> _GIVEN TEXT_:
+ + + +
November 21, 2018
Wine: a part of family life for every social class
LUNCHEON (LE DÉJEUNER)
Gustave Caillebotte (1848-1894)
This painting by Caillebotte invites the viewer into the intimacy of a large Parisian family and plunges him into the new mode of urban living which emerged at the start of the 20th century. This family intimacy extends to the table. In the dining room of their private mansion on Rue de Mirosmesnil, the painter’s mother, Madame Martial Caillebotte, and his brother René eat a meal served by their butler. Madame Caillebotte is shown wearing mourning for her husband, who has been dead for less than two years. In this intelligent interplay of light and shadow, the three characters are backlit by the window, their faces hardly emerging from the shadows while the crystal glasses shimmer on the table.
+ + + +
> _ASSIGNMENT A_:
Duplicate the entries from their first line through the line containing "positive clicks: (143, 104) (192, 68)", keeping every character unchanged.

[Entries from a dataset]
+ + + +
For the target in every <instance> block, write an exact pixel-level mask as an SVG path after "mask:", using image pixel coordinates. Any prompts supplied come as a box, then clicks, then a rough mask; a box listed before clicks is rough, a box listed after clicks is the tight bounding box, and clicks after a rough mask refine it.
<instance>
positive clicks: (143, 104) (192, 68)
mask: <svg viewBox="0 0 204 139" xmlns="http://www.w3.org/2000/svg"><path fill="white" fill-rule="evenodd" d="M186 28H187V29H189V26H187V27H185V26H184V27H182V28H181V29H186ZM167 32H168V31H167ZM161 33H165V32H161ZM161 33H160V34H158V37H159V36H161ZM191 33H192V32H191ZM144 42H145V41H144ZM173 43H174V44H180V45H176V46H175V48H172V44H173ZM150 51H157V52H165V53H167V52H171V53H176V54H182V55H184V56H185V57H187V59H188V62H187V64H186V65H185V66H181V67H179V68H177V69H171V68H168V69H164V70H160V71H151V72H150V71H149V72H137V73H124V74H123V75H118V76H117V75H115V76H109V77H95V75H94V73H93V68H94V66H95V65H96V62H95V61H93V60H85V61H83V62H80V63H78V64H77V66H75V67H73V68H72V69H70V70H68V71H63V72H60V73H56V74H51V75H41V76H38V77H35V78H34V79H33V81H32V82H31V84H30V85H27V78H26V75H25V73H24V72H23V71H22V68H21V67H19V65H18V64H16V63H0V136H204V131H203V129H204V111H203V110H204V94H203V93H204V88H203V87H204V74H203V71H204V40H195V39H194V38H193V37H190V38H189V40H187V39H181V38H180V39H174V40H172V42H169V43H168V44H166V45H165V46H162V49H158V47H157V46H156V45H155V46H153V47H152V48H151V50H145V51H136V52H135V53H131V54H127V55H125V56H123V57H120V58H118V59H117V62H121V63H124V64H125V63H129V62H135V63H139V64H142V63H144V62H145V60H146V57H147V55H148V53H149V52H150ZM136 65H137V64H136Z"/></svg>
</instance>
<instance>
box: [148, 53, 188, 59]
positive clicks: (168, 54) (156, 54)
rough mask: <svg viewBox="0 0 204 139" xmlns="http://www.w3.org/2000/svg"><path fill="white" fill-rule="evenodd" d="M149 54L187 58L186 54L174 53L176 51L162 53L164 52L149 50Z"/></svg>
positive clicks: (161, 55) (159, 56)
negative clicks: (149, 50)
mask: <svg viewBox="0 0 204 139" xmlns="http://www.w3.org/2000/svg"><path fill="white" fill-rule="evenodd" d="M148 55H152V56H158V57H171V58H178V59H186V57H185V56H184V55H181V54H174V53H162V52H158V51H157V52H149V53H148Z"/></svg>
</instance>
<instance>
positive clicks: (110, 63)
+ + + +
> _ASSIGNMENT B_:
Carry on the passage about Caillebotte's painting Luncheon, picking up after its final sentence.

> _EXERCISE RESPONSE A_:
For the target in every <instance> block, write an exact pixel-level mask as an SVG path after "mask:", using image pixel coordinates. Any prompts supplied come as a box, then clicks, then a rough mask; a box listed before clicks is rough, a box listed after clicks is the tight bounding box, and clicks after a rough mask refine it.
<instance>
positive clicks: (143, 104) (192, 68)

> _EXERCISE RESPONSE B_:
These form part of a Harcourt table service, created by the manufacturers Baccarat in 1841 and still sold (with more than 10,000 sales annually) as a luxury product today. The carafes seem to project light into the gloomy dining room in the strange new Paris of Haussman. The characters seem indifferent to each other and deeply bored, if not profoundly lonely. Naturally, the wine is served in a carafe – it would not have been presented otherwise in a bourgeois household. However, there is a bottle near one of the fruit bowls, to the right of Madame Caillebotte. The bottle probably contains a ‘home-made’ muscat, doubtless the gift of a close friend, which could be enjoyed without ceremony. Muscat wine was the standard accompaniment to fruit or dessert at the time, even if it is rarely drunk as such today.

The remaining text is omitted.